_WHAT THE EXERCISE ASKS_:
From the review passage below, list every actor or actress named.

_EXCERPT TO READ_:
------------------------------------------------------------

Occasionally there is a little too much Hollywood dime-store psychology, mainly in the Laura-centered episodes that kick off each week. I get the idea behind the character, a rational-minded physician in her work who is a self-loathing and reckless in her personal life, a damaged beauty meant to draw out Paul's savior complex. But the two sides never come together (a brief scene on the job might have helped); and Melissa George, among the most mannered of actresses, never met a tic she didn't like. George aims for merely unstable and instead comes across psychotic; whereas Blair Underwood suggests a decent person behind Alex's aggressively unreflective facade. As the mismatched Jake and Amy, Josh Charles (who has come a long way from Dead Poet's Society) and Embeth Davidtz (far from Schindler's List) build an effectively jarring discord, sitting farther apart on Paul's couch the further their relationship deteriorates.

------------------------------------------------------------

_DATA SHOWN_:
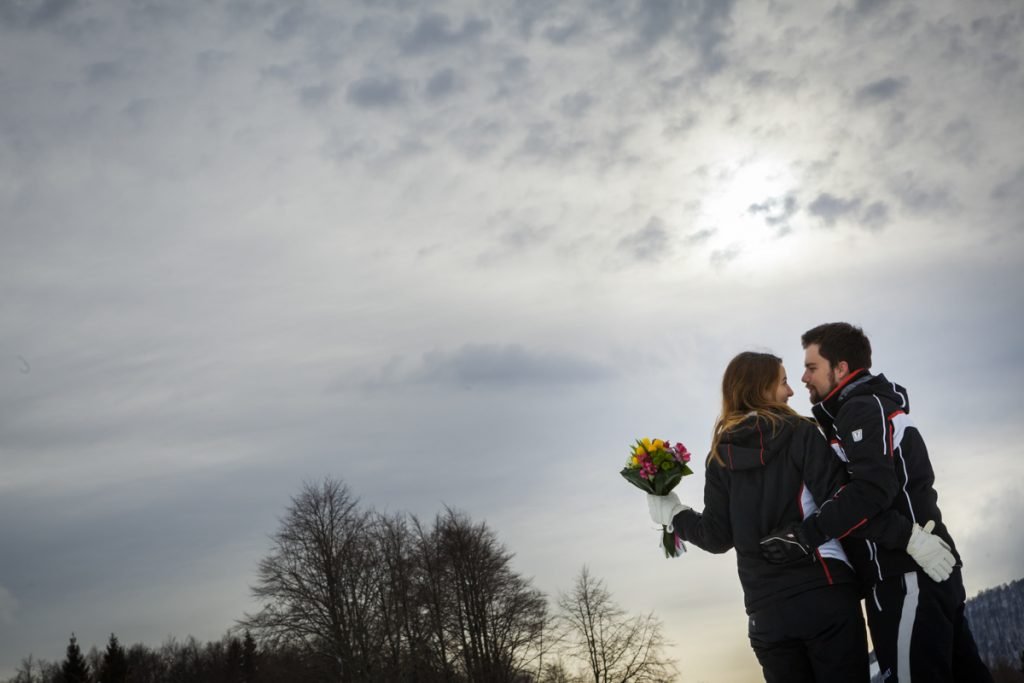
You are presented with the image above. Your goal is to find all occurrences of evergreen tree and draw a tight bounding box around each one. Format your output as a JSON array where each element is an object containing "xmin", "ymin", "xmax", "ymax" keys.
[
  {"xmin": 242, "ymin": 629, "xmax": 257, "ymax": 683},
  {"xmin": 99, "ymin": 633, "xmax": 128, "ymax": 683},
  {"xmin": 60, "ymin": 633, "xmax": 92, "ymax": 683}
]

------------------------------------------------------------

_EXPECTED ANSWER_:
Melissa George, Blair Underwood, Josh Charles, Embeth Davidtz